----- Supplied passage -----

Open Research Support at Russell Group Universities

As part of my work as Research Data Steward, I was asked by our Open Research Co-ordinator to investigate the open research support available at Russell Group universities and how the University of Edinburgh compares.[1] Open research, which is also known as “open science” or “open scholarship”, refers to a collection of practices and principles around transparency, reproducibility and integrity in research. To understand to what extent Russell Group universities have adapted to the ongoing development of open science, we have conducted analysis in terms of four areas. Do they have a published policy around Open Research? Do they have an Open Research Roadmap? Do they mention any training or specific support for researchers in achieving Open Research? What services do they provide to support Open Research?

Firstly, we checked whether those universities have a policy/statement that outlines the university’s approach to support open research and key principles for researchers. Less than 30% of these universities have a clear policy or statement for Open Research. Good examples include the University of Cambridge,[2] University of Sheffield,[3] and Cardiff University.[4]

Secondly, we checked whether they have a Roadmap that provides a set of questions that universities can use to monitor their progress in implementing Open Science principles, practices and policies at a local level. Among the Russell Group members, University of Edinburgh and University College London – two members of the League of European Research Universities (LERU) [5] provide a roadmap/page dedicated to monitor their progress. (Ours can be found on this Open Research page.)

----- Dataset section -----

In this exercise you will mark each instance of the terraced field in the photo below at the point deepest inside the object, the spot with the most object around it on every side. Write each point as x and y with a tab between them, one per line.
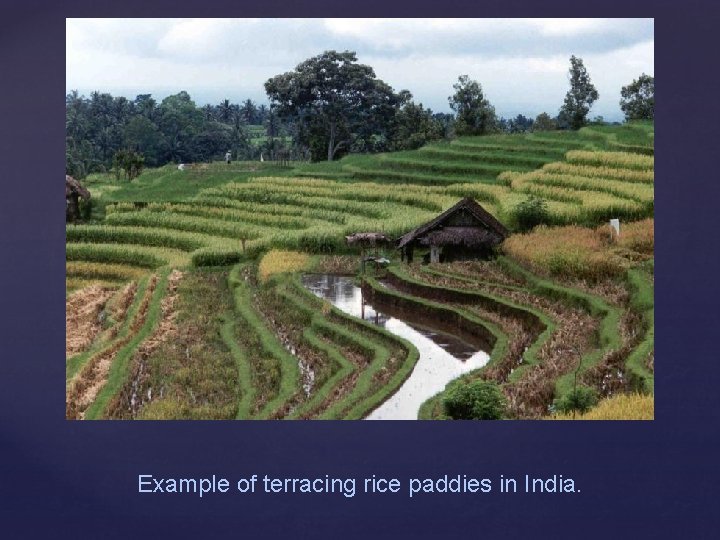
280	352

-----

Objectives ▸
A – Copy word for word the part of the piece on open research support at Russell Group universities that opens with the words containing "Open Research Support at" and closes with "support Open Research?".
B – Resume the piece on open research support at Russell Group universities from the point where it stops.

Task responses ▸
A –
Open Research Support at Russell Group Universities

As part of my work as Research Data Steward, I was asked by our Open Research Co-ordinator to investigate the open research support available at Russell Group universities and how the University of Edinburgh compares.[1] Open research, which is also known as “open science” or “open scholarship”, refers to a collection of practices and principles around transparency, reproducibility and integrity in research. To understand to what extent Russell Group universities have adapted to the ongoing development of open science, we have conducted analysis in terms of four areas. Do they have a published policy around Open Research? Do they have an Open Research Roadmap? Do they mention any training or specific support for researchers in achieving Open Research? What services do they provide to support Open Research?

B –
Facets of open researchThirdly,what services are provided to researchers to make their work public? Most universities provide support like a data repository (except for LSE), Research Data Management support, Open Access to publications and thesis and guidance on sharing research software. A few provide support on protocols sharing. Some universities have started hosting an open research conference. For example, UCL Open Science Conference 2021, 2022,[6] Open Research Symposium hosted by the University of Southampton,[7] and University Open Research Conference, June 2021, at the University of Birmingham.[8] As an active member of LERU, our university also joined in to launch our first Edinburgh Open Research Conference in May, 2022.

Lastly, we have found all universities have training relevant to open research, with around half of them clearly advertising their training. Some good examples which we could learn from include the “Open Research education for doctoral students” from Imperial College[9]  and a practical libguide for open research provided by the University of York[10].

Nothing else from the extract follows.